* [DIRECTIVE] Pull out every line of the listing below that contains the string "roof".

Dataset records

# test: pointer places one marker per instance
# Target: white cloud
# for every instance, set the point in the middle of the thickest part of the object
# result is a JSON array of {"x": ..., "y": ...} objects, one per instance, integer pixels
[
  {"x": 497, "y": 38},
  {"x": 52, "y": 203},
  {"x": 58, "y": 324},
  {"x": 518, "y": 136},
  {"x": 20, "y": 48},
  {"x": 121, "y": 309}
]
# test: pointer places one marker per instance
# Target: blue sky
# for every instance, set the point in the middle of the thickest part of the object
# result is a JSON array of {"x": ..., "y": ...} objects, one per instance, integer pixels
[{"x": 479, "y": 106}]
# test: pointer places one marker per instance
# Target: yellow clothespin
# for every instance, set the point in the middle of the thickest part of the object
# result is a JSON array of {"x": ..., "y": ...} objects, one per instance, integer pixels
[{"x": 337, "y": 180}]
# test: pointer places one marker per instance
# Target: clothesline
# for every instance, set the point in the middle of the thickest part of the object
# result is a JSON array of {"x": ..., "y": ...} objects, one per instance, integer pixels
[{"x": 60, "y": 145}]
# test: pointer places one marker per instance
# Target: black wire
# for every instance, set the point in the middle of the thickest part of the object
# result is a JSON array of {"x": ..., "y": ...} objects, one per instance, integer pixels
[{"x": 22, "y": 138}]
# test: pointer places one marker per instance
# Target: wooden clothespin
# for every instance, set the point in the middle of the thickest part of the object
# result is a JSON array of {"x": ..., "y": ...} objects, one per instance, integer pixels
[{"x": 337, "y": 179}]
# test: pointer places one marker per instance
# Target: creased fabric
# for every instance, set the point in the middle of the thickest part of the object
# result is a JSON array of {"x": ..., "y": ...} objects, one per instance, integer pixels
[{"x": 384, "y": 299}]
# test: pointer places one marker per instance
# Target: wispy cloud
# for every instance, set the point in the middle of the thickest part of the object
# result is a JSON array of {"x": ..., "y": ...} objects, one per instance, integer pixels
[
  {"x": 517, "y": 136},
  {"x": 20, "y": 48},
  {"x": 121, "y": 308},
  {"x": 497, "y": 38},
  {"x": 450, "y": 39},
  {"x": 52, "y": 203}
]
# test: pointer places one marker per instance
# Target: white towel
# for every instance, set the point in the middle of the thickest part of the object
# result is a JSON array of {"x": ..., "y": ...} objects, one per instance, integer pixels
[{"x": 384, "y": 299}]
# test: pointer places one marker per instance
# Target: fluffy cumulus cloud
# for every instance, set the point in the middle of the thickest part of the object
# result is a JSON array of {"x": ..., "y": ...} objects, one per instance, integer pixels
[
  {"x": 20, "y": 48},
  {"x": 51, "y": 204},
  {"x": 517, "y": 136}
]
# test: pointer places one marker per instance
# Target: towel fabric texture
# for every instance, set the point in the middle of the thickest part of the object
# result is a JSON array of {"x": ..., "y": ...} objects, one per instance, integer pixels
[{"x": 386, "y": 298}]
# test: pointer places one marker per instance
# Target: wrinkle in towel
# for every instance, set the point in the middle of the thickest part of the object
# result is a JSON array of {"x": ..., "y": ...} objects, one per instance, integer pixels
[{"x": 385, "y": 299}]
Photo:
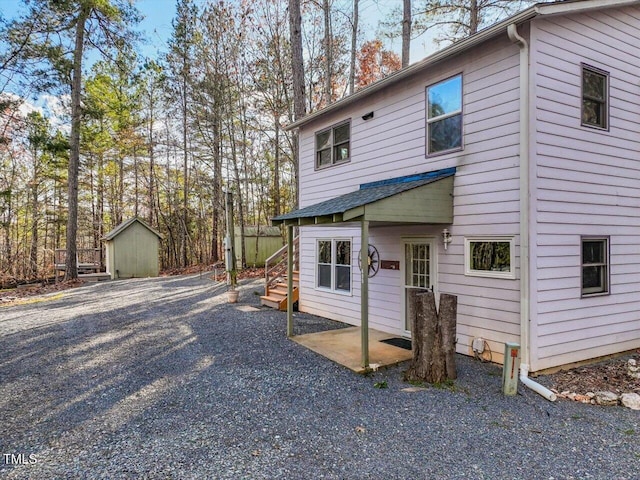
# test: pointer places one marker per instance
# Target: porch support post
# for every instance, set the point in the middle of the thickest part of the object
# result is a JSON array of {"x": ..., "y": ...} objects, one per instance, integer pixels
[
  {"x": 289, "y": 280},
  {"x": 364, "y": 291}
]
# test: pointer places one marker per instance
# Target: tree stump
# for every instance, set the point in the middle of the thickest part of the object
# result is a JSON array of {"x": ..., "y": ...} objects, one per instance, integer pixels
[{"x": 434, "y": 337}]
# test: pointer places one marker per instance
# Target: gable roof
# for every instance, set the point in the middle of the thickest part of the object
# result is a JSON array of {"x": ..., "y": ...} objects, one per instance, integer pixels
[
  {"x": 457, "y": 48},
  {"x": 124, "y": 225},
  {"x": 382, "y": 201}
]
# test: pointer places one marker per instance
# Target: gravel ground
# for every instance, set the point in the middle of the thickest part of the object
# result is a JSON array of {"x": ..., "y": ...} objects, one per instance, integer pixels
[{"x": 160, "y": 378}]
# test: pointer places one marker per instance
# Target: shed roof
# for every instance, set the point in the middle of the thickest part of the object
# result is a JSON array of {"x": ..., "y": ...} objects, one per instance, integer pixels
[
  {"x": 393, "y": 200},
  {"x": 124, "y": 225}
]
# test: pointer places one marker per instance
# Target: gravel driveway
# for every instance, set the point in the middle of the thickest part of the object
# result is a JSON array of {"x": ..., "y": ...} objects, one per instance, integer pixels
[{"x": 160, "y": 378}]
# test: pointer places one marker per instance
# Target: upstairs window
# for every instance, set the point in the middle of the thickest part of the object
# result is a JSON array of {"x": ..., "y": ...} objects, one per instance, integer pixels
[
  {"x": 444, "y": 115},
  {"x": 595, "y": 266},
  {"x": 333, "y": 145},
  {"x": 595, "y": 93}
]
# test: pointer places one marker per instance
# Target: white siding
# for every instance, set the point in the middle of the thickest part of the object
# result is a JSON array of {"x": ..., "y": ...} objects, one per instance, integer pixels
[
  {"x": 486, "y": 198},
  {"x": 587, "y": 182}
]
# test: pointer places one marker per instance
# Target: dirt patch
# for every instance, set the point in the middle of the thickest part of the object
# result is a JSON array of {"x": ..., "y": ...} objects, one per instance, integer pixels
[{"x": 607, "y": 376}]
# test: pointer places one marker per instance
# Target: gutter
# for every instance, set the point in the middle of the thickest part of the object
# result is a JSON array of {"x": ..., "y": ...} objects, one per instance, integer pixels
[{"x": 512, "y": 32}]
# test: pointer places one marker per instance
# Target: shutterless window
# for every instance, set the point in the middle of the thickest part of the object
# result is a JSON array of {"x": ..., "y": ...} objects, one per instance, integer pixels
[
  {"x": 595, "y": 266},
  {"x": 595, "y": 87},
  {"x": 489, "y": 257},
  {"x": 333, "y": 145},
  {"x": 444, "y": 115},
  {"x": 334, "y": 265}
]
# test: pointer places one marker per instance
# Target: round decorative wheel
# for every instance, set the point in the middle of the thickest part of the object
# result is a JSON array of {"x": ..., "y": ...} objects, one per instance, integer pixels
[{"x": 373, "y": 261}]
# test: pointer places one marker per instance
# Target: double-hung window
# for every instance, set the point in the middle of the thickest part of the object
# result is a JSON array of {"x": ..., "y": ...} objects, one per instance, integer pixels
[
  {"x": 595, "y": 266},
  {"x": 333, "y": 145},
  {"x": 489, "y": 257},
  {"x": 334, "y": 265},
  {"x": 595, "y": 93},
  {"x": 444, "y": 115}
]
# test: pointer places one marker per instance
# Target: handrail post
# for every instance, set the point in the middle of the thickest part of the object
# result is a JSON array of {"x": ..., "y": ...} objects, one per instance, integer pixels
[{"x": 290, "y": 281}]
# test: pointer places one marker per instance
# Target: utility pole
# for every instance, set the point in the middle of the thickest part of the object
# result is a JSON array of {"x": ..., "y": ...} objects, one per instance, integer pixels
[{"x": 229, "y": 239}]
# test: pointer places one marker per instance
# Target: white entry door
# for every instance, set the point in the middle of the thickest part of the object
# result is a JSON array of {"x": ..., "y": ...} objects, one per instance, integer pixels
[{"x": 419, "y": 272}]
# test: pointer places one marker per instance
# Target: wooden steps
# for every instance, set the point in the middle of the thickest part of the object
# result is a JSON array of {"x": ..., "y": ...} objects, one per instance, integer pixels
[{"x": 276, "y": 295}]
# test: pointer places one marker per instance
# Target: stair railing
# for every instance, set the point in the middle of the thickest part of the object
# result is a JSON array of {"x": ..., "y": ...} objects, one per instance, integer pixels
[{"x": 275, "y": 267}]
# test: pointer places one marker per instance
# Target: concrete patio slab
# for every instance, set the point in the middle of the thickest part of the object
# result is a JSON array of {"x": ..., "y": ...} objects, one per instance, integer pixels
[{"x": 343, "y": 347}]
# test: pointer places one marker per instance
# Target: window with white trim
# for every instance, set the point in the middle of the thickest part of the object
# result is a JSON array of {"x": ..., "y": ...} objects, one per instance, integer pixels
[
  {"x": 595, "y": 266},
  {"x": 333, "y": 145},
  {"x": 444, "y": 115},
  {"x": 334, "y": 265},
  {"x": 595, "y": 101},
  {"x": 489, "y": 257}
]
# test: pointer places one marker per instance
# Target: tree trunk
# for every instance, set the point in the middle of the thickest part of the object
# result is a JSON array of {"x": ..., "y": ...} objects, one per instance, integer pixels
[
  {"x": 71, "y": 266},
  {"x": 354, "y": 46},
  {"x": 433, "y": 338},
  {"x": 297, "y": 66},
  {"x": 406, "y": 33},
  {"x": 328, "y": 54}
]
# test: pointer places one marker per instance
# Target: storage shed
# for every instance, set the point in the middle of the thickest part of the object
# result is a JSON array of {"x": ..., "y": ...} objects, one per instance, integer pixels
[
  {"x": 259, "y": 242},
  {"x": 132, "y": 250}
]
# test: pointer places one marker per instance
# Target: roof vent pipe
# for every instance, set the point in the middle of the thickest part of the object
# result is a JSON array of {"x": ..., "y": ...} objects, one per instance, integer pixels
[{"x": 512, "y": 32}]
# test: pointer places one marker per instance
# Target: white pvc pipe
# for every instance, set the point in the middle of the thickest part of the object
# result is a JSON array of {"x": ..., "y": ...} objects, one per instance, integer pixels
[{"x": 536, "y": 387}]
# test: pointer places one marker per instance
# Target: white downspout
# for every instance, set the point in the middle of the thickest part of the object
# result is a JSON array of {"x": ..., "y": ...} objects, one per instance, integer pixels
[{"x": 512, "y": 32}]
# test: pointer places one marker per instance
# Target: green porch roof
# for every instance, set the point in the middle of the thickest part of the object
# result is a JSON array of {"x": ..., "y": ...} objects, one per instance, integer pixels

==

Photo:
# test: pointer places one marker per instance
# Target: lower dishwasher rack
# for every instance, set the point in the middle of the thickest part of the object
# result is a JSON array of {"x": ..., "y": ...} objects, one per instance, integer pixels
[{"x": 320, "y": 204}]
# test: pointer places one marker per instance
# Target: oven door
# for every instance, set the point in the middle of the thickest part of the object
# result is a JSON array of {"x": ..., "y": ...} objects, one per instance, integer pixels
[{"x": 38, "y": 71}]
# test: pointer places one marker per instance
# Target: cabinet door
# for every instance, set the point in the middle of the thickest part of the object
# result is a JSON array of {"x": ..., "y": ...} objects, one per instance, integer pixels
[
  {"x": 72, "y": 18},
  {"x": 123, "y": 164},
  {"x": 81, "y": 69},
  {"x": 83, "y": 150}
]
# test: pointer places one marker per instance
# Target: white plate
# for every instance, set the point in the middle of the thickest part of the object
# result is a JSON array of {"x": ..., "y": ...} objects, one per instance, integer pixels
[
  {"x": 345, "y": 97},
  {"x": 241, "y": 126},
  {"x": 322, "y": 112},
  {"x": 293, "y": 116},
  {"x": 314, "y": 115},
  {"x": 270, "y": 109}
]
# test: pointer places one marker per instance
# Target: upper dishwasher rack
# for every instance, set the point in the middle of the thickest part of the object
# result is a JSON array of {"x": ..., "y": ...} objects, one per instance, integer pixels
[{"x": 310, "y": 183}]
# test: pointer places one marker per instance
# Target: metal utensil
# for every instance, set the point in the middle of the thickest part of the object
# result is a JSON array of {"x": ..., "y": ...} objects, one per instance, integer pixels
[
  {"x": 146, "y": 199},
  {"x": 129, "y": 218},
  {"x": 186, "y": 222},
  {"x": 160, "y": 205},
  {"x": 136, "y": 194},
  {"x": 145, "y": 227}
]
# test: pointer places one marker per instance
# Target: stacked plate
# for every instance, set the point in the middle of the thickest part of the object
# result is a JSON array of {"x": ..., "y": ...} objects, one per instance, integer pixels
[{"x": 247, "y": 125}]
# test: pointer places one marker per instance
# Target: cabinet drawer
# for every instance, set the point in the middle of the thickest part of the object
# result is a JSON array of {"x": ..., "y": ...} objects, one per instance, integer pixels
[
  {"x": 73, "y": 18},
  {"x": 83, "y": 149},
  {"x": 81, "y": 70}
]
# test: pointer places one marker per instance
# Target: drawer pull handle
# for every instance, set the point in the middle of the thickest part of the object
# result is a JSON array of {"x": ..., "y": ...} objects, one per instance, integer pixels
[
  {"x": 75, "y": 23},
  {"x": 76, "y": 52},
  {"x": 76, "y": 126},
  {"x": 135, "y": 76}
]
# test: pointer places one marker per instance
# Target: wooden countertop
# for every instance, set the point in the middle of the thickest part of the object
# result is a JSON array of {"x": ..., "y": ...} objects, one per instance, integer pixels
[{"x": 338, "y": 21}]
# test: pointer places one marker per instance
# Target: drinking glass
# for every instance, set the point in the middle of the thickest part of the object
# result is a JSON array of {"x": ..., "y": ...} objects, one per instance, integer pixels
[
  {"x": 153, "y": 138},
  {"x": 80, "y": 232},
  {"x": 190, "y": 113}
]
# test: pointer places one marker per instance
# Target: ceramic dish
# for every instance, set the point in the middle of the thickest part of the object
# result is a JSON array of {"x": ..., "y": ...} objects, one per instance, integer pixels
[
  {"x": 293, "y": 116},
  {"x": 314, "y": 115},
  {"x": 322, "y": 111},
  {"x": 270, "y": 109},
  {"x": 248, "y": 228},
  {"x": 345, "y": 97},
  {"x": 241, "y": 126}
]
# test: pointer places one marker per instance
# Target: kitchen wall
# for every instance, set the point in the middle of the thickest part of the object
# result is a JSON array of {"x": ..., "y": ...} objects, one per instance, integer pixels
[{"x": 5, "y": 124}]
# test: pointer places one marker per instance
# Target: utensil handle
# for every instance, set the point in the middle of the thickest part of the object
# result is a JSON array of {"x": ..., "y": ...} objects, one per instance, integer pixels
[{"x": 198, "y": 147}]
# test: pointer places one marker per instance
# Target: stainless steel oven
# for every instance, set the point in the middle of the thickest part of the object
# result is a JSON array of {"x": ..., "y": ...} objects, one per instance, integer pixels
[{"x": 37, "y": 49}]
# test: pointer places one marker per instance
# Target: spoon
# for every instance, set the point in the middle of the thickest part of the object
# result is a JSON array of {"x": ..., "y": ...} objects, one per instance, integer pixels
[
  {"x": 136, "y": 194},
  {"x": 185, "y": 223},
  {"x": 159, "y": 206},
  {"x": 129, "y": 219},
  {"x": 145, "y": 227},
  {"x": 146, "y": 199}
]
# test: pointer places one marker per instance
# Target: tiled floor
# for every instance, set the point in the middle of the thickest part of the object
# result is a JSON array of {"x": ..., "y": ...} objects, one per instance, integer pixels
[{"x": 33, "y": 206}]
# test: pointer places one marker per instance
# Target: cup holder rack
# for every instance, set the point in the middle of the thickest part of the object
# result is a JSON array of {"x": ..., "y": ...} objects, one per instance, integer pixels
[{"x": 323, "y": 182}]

* [COMPLETED EXERCISE]
# Target: gable roof
# Target: shed roof
# Target: roof vent pipe
# Target: green porch roof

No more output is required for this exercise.